### MATERIAL FOR THIS TASK:

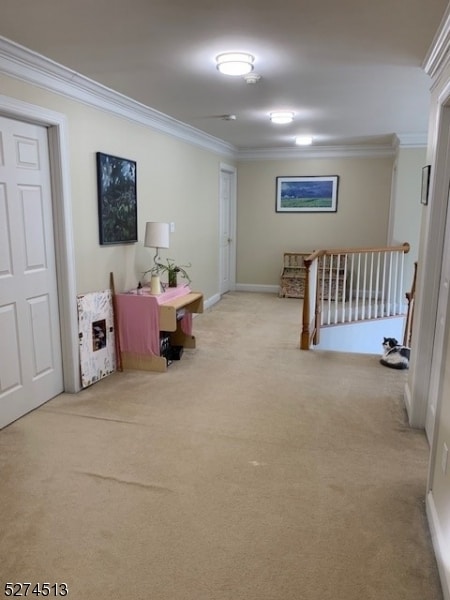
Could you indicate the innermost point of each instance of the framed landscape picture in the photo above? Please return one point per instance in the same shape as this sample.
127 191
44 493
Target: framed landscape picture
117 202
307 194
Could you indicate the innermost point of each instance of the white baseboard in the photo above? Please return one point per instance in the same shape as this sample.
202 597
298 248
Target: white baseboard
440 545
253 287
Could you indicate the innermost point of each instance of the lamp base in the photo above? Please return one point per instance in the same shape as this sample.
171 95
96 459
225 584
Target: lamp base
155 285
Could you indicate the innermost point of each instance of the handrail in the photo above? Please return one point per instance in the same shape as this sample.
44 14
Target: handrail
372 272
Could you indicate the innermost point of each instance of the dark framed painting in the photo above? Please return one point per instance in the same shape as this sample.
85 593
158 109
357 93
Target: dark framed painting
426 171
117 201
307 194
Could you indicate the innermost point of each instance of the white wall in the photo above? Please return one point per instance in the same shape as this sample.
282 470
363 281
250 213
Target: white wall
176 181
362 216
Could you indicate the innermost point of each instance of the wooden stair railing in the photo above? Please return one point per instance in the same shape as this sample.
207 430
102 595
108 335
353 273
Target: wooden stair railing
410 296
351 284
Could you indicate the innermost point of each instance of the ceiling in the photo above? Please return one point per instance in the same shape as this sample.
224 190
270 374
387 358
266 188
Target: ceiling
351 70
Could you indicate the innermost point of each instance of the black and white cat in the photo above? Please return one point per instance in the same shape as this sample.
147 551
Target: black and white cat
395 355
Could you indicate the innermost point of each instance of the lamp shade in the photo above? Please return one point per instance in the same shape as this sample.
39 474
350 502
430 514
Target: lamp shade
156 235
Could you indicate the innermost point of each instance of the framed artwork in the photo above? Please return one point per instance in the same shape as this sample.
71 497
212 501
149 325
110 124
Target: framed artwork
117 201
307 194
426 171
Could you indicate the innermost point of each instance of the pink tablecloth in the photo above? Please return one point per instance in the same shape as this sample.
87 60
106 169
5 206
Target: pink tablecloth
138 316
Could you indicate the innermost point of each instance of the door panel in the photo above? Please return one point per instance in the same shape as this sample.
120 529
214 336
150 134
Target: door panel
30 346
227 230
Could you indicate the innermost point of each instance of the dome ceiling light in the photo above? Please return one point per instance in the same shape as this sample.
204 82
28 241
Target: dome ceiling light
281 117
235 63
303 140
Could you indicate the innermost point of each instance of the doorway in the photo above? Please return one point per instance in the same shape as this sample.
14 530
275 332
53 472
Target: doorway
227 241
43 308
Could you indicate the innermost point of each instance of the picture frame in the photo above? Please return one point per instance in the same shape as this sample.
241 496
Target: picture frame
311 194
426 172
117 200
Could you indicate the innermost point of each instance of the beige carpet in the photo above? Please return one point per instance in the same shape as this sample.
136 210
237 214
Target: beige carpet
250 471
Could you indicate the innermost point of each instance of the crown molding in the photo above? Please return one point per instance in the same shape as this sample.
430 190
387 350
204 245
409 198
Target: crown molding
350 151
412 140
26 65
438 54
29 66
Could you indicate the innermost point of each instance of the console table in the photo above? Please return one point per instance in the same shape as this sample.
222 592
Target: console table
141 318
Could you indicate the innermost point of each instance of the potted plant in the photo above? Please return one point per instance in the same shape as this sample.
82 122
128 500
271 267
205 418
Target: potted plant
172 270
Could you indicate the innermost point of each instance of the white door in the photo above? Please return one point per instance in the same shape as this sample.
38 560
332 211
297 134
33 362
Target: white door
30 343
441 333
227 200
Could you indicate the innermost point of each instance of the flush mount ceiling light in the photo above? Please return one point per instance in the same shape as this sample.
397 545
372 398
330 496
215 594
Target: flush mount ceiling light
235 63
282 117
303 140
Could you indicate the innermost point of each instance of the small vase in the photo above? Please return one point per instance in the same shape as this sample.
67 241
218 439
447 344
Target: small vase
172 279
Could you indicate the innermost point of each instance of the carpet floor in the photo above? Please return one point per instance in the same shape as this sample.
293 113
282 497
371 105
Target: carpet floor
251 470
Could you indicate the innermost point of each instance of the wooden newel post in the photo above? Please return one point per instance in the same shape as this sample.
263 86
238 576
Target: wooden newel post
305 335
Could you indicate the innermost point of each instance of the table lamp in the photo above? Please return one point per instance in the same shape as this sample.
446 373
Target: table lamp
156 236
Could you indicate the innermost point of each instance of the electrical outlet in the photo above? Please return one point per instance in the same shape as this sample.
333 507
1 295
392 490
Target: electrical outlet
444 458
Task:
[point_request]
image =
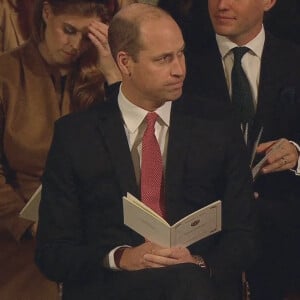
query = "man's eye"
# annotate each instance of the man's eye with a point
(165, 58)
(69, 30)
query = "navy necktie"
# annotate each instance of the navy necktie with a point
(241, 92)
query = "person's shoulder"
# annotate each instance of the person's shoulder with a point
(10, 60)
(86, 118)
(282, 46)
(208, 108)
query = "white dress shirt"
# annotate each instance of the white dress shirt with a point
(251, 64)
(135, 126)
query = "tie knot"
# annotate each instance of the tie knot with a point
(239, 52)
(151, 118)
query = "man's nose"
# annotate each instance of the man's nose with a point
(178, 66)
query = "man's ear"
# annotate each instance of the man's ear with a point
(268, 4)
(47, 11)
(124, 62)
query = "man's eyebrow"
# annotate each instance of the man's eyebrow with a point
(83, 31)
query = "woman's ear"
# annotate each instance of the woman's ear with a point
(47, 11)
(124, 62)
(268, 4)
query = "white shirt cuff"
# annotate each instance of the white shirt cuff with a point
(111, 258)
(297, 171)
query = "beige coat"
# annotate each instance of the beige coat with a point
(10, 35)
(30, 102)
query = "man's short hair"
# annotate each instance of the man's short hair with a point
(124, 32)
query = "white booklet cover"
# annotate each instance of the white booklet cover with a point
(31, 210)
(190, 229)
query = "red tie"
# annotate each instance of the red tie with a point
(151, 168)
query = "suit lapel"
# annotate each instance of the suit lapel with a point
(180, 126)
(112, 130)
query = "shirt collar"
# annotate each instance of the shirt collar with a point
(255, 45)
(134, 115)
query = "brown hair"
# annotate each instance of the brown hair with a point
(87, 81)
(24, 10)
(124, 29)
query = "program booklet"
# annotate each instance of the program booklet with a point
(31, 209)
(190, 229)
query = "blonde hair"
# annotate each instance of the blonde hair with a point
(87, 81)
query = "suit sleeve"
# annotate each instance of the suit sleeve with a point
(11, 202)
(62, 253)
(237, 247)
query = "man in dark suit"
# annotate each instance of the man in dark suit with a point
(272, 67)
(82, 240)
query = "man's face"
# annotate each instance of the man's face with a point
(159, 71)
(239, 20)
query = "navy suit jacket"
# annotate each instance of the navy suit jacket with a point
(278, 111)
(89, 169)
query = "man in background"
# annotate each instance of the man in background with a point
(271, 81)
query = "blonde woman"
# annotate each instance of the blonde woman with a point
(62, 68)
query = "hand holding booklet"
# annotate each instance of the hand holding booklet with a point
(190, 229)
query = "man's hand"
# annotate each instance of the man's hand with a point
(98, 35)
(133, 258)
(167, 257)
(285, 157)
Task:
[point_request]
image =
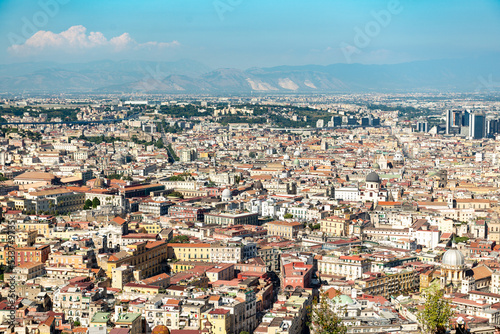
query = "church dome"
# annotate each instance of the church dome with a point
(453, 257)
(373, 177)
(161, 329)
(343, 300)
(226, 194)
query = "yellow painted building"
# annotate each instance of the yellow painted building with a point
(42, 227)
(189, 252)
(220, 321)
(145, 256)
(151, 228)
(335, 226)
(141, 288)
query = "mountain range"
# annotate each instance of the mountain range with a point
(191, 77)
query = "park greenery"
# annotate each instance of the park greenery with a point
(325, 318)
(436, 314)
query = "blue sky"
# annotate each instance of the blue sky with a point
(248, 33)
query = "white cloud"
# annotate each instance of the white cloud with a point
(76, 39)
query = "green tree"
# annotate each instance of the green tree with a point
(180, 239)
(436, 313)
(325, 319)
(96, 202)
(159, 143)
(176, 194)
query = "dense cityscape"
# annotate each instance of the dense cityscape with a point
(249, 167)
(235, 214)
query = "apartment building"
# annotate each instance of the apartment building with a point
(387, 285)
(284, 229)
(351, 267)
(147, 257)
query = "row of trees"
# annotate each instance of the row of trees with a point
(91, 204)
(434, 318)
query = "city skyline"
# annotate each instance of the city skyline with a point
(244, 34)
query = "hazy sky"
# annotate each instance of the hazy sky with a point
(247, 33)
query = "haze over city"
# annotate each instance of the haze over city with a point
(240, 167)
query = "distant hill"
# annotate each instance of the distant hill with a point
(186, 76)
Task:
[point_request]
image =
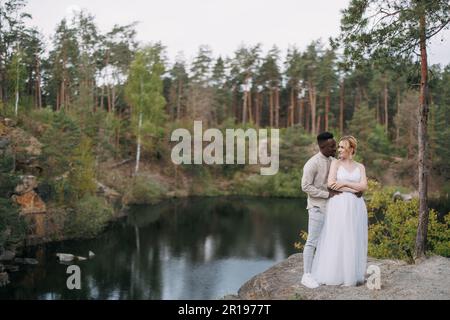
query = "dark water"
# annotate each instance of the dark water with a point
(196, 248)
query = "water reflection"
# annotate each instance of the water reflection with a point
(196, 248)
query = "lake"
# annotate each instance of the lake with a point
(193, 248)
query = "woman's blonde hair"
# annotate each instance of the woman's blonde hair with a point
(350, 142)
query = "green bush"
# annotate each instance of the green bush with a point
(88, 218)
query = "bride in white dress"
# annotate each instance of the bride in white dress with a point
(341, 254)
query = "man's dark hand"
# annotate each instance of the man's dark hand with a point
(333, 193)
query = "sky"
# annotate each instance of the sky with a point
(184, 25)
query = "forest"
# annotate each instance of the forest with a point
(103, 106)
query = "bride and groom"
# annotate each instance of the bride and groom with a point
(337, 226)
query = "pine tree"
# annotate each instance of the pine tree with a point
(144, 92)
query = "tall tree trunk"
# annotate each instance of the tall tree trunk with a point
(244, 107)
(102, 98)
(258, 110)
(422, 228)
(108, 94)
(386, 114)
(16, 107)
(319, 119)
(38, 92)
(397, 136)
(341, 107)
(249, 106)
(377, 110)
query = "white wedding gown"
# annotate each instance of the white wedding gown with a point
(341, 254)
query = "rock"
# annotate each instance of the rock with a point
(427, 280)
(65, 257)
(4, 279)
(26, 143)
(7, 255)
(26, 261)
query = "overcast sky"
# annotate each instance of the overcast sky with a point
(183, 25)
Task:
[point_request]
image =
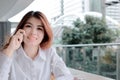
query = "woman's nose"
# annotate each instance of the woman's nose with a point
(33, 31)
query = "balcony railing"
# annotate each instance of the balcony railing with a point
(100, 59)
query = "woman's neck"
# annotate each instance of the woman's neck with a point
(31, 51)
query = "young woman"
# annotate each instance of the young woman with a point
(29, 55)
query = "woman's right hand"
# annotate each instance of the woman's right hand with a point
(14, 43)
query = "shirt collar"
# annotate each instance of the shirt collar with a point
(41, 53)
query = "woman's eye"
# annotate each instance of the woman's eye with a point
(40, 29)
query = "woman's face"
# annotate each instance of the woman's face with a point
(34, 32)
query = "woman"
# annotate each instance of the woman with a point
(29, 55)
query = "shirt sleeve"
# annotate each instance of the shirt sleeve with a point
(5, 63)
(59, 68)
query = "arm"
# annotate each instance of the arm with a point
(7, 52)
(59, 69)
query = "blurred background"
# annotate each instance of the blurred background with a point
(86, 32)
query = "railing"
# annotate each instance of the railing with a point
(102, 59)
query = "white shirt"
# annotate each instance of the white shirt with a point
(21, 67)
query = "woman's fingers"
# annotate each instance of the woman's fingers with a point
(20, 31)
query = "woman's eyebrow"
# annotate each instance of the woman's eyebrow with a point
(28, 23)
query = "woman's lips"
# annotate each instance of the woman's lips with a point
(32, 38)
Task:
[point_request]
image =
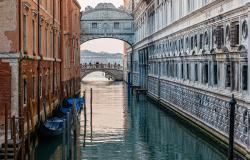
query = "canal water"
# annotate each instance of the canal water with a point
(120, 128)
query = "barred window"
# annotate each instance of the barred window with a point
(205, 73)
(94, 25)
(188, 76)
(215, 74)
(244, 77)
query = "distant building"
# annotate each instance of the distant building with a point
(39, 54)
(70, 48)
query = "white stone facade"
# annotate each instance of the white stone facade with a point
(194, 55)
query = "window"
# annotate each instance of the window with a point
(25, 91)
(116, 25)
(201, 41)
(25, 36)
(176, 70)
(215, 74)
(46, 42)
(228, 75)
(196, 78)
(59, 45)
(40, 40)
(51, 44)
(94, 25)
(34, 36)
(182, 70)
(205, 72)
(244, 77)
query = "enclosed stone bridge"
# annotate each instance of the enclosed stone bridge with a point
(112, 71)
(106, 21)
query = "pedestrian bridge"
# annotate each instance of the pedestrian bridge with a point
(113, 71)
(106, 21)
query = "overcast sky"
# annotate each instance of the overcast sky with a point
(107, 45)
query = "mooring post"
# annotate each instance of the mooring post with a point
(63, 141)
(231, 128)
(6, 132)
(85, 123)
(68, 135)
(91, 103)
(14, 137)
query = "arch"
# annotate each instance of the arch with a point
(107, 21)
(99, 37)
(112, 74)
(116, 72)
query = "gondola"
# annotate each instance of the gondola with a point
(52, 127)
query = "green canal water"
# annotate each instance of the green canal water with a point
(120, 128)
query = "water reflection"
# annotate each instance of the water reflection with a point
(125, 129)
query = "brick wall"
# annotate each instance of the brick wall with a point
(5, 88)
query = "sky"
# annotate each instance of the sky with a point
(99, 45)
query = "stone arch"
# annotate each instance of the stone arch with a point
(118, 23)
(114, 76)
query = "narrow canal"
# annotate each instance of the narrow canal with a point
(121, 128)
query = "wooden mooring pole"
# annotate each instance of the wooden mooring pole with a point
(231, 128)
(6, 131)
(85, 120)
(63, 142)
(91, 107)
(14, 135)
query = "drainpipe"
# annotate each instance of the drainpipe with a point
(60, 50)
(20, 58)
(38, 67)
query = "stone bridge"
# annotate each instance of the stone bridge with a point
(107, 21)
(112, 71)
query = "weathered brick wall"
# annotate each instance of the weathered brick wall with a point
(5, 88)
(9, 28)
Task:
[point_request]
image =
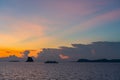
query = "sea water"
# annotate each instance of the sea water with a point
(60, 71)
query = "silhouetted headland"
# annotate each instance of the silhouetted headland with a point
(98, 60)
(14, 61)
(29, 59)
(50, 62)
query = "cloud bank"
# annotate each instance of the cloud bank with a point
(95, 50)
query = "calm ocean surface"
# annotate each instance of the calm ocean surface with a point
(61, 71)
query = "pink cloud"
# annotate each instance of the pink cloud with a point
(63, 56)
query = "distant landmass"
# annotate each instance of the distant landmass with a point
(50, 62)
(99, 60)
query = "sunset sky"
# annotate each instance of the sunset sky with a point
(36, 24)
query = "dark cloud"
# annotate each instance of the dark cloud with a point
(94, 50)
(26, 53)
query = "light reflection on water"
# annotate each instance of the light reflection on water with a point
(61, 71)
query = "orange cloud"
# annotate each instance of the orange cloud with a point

### WRITTEN PROBLEM:
Pick out every line of the rows above that contains the word "orange", and copy each such line in full.

### RESPONSE TO THIS EXERCISE:
query = "orange cloud"
# annotate each instance of the orange cloud with a point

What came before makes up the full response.